Supplied entries>

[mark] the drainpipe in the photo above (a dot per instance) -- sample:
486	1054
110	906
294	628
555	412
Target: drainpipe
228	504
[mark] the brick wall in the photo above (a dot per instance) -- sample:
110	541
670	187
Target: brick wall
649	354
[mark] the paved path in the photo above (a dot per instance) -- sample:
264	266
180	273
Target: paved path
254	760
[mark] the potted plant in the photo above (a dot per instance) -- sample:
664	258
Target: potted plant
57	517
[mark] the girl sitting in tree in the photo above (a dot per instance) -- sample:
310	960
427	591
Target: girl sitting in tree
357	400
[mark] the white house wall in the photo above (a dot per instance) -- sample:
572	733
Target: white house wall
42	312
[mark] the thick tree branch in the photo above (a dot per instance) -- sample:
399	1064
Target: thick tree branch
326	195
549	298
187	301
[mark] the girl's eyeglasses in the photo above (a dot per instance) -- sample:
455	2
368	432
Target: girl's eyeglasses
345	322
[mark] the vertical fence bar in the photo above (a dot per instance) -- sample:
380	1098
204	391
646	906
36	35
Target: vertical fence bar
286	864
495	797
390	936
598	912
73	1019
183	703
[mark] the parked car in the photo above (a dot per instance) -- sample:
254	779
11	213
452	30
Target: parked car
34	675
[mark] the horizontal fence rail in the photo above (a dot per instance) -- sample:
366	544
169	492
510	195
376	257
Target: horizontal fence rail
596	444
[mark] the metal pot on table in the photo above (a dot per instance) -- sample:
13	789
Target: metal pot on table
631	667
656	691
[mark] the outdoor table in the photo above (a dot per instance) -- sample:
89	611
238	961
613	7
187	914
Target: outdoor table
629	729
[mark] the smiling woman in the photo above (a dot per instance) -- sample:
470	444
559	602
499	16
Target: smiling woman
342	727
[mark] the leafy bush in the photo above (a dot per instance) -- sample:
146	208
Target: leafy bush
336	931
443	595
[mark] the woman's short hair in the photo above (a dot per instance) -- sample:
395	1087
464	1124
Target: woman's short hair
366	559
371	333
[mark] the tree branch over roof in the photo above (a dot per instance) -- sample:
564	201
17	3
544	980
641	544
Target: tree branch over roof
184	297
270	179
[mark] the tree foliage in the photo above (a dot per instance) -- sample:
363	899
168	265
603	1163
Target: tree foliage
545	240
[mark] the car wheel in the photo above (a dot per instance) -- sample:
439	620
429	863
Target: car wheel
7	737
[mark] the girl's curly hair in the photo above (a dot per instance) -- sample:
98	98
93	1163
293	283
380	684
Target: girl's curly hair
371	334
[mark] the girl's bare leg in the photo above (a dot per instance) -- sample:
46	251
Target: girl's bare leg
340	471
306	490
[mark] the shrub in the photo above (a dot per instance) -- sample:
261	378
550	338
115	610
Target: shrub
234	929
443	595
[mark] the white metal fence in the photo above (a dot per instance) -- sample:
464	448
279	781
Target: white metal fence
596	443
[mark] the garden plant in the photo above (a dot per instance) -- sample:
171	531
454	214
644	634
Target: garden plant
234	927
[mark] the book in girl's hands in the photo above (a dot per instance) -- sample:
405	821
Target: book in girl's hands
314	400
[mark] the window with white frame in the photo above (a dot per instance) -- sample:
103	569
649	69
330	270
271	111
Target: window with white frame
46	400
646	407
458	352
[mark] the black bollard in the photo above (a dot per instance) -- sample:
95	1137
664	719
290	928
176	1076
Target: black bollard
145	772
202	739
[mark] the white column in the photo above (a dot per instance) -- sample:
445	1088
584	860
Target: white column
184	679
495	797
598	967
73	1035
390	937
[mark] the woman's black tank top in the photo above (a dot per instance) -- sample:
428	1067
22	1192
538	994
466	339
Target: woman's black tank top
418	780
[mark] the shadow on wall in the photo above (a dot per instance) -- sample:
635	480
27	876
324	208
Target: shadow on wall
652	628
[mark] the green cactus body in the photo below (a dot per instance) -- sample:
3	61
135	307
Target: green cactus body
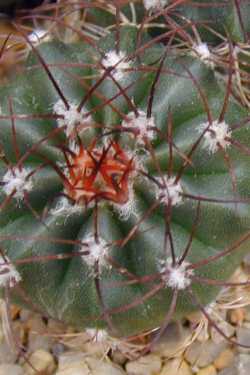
100	255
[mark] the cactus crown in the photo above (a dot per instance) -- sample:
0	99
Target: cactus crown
125	166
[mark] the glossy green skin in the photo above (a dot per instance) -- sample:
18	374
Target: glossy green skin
65	289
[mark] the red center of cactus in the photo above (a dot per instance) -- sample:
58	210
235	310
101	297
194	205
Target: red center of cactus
100	174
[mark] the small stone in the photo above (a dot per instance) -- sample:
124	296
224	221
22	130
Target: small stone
58	349
203	354
224	359
73	363
229	371
173	341
100	367
118	357
243	364
11	370
55	327
210	370
39	341
7	353
237	316
42	361
227	328
147	365
176	366
243	337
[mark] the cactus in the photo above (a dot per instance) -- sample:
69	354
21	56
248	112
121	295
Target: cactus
124	181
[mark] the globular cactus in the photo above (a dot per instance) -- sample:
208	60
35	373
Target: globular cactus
125	182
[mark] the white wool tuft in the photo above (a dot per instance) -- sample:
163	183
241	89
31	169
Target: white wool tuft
16	179
71	117
97	335
203	53
178	276
145	126
112	58
9	276
38	35
169	191
63	207
97	251
216	135
154	4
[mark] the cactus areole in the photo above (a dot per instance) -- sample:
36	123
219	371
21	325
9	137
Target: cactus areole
125	183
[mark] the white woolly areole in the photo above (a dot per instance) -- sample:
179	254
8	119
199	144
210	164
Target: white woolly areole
16	179
71	117
216	135
144	126
9	276
97	335
38	35
203	53
169	191
63	207
154	4
112	58
177	276
97	251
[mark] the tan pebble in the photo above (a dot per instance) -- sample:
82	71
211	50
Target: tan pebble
42	361
11	370
148	365
237	316
210	370
176	366
224	359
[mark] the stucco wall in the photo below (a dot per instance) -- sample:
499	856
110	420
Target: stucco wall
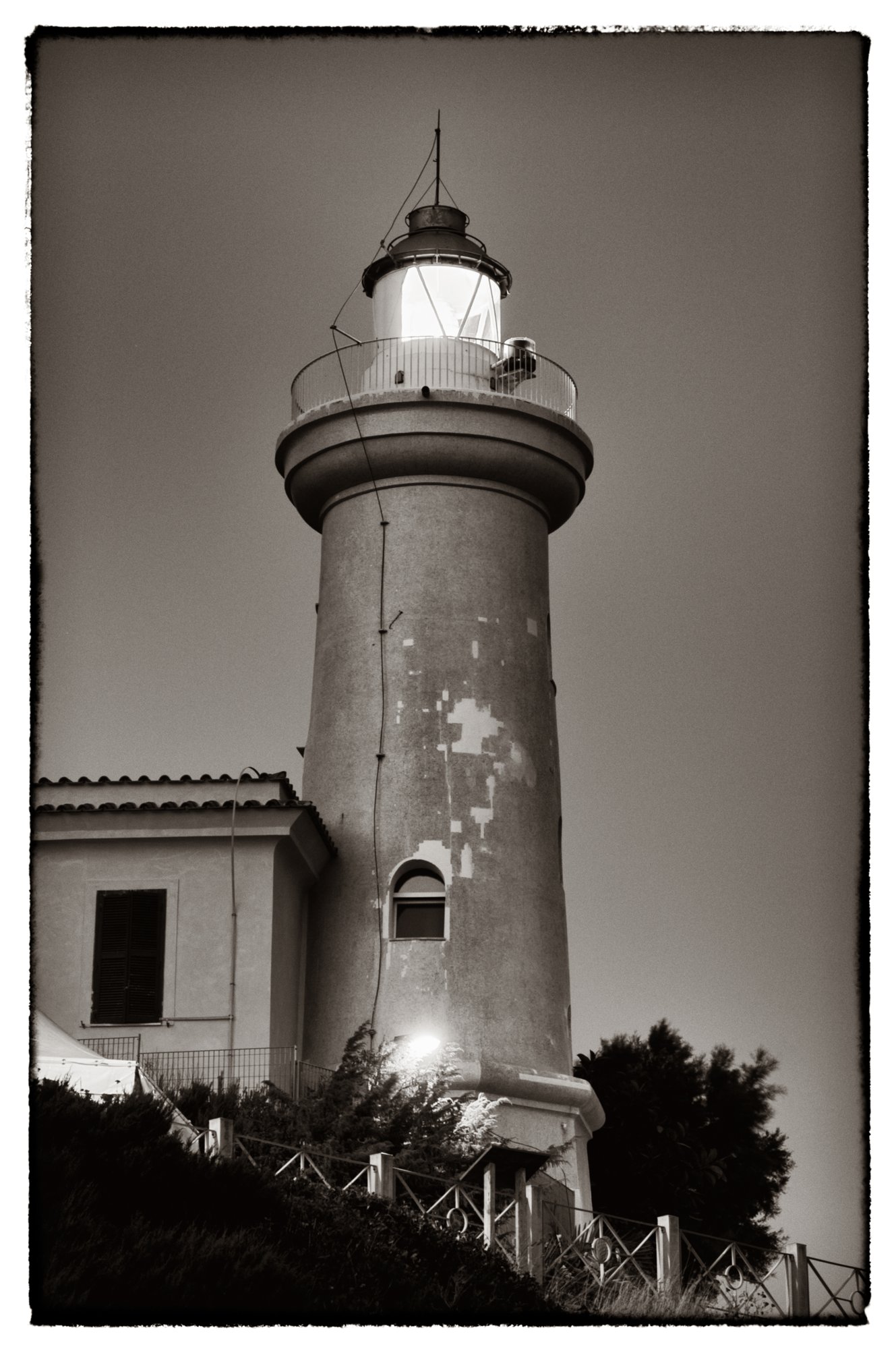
68	873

Stated goal>
Your task is to return the entries above exactly, with no pictures.

Exercise result>
[mark] the drainpipe in the photo above (a dot per instance) -- sample:
486	1054
110	906
294	628
555	412
Target: drainpipe
228	504
[mark] the brick wall in the photo above (a dot per instance) -- sample:
110	541
670	187
Target: brick wall
649	354
[mark] the paved path in the photo above (a dot per instance) -- sample:
264	266
180	273
Target: paved path
254	760
[mark] the potted plant in the photo above (a dot per instance) -- sample:
664	258
Target: potted plant
57	517
[mark] the girl sitting in tree in the photo above (a dot per instance) -- sample:
310	960
427	591
Target: girl sitting in tree
357	400
[mark] the white house wall in the photo above (a dot per instance) -- sample:
572	733
Target: white house wall
42	312
[mark] the thick tree branch in the photo above (a dot per instance) -- sample:
399	1064
Target: thick tree branch
326	195
549	298
187	301
[mark] the girl's eyeglasses in the photo above (a dot per instance) -- sample:
455	2
368	432
Target: girl's eyeglasses
345	322
[mark] the vertical fence bar in the photo above (a dot per instance) -- sample:
380	1098
204	391
646	906
36	35
Target: vertical fence bar
286	864
495	797
390	936
598	912
73	1019
183	703
[mark] the parked car in the photo above (a dot per instance) -- sample:
254	779
11	213
452	30
Target: parked car
34	675
[mark] the horizontal fence rail in the photo above (a dot per instance) -- sample:
366	544
169	492
510	195
376	257
Target: horizontal fence rail
596	444
[mark] the metal pot on table in the photo above (a dot per instance) -- sample:
13	789
Target: metal pot on table
631	667
656	691
[mark] the outdoor table in the photo above (a dot per instance) -- sample:
89	611
238	961
613	7
187	914
Target: outdoor table
629	729
[mark] the smiling woman in the photo above (a dot per instance) -- sample:
470	444
559	602
499	16
Target: smiling woman
342	727
[mark] the leafy bush in the photo above (a dot per instance) -- sample:
146	208
Target: leafy bush
336	931
443	595
[mark] the woman's short hair in the photo above (a dot per instance) -- sample:
395	1087
464	1124
Target: woman's short hair
366	559
371	333
[mark] the tree branch over roof in the photo above (a dot per instance) -- sample:
564	201
17	3
544	980
641	544
Target: tree branch over roof
184	297
270	179
[mark] the tree foliage in the photo above (a dot per instance) -- sample:
363	899
168	265
603	1163
Target: tree foliage
545	240
[mark] the car wheel in the photo above (a dot per instance) -- sample:
439	620
429	863
Target: car wheel
7	737
[mark] the girl's curly hair in the photo above (a dot per instance) -- sample:
98	98
93	1163
293	283
380	684
Target: girl's curly hair
371	334
[mark] the girl's bare leg in the photo above (a dot per instance) -- sample:
46	251
Target: girl's bare leg
340	471
306	490
[mark] the shrub in the photo above (a dot per instance) -- sample:
261	378
550	338
115	610
Target: shrub
234	929
443	595
[mark] the white metal fence in the photo above (a dot per instance) -- sample:
464	448
279	781
Target: white metal fence
596	443
[mark] the garden plant in the photo above (a dot per instance) -- sample:
171	531
454	214
644	634
Target: garden plant
234	927
[mark] the book in girl's hands in the photo above (a dot per instance) -- sample:
405	821
Target: book in girl's hands
314	400
[mark] the window with white frame in the photo above (a dot per instance) -- sample:
103	569
649	69
330	270
271	111
Target: window with white frame
46	400
646	407
458	352
[mark] the black bollard in the photo above (a dot per instance) -- sample:
95	1137
664	719
290	928
176	1076
Target: black bollard
145	772
202	739
[mark] the white column in the photo above (a dot per instance) -- sample:
445	1088
584	860
Target: white column
184	679
495	797
598	967
73	1035
390	937
[mark] the woman's black tank top in the photo above (a dot per instance) -- sample:
428	1067
22	1192
538	994
466	339
Target: woman's black tank top
418	780
[mark] the shadow on wall in the photo above (a dot per instance) -- sample:
635	480
27	876
324	208
Target: shadow on wall
652	628
[mark] the green cactus body in the photo below (a dot per instance) -- sample:
3	61
135	307
Target: green cactus body
100	255
[mark] the cactus crown in the photo above (a dot per instance) -- sample:
0	99
Target: cactus crown
125	166
[mark] the glossy green skin in the photo above (a dot per instance) -- sample:
18	374
Target: glossy green skin
65	289
[mark] the red center of cactus in the photo above (a dot per instance) -- sample:
58	210
235	310
101	297
194	205
Target: red center of cactus
100	174
[mark] the small stone in the photo above (a dot per instance) -- sample:
124	296
224	221
22	130
Target: small stone
58	349
203	354
224	359
73	363
229	371
173	341
100	367
118	357
243	364
11	370
55	327
210	370
39	341
7	353
237	316
42	361
227	328
147	365
176	366
243	337
[mark] the cactus in the photo above (a dot per instance) -- sample:
69	354
21	56
248	112
121	295
Target: cactus
124	181
[mark] the globular cactus in the photo above (a dot per instance) -- sample:
208	60
35	373
Target: globular cactus
125	182
[mark] the white wool tuft in the photo above (a dot per instance) -- sample:
163	183
241	89
31	169
Target: white wool tuft
16	179
71	117
97	335
203	53
178	276
145	126
112	58
9	276
38	35
169	191
63	207
97	251
216	135
154	4
[mark] the cactus areole in the photo above (a dot per instance) -- sample:
36	123
219	371
21	325
9	137
Target: cactus areole
125	183
[mark] the white woolly areole in the photo above (a dot per instance) -- sample:
179	254
8	119
199	144
210	164
Target: white woolly areole
16	179
71	117
216	135
144	126
9	276
97	335
38	35
203	53
169	191
63	207
154	4
112	58
177	276
97	251
[mark] the tan pebble in the photo above (a dot per instance) -- sample:
82	71
211	50
Target: tan pebble
42	361
11	370
148	365
237	316
210	370
176	366
224	359
[mark] the stucco wall in the photo below (a dot per instance) -- sample:
499	856
110	420
Target: stucco wall
68	873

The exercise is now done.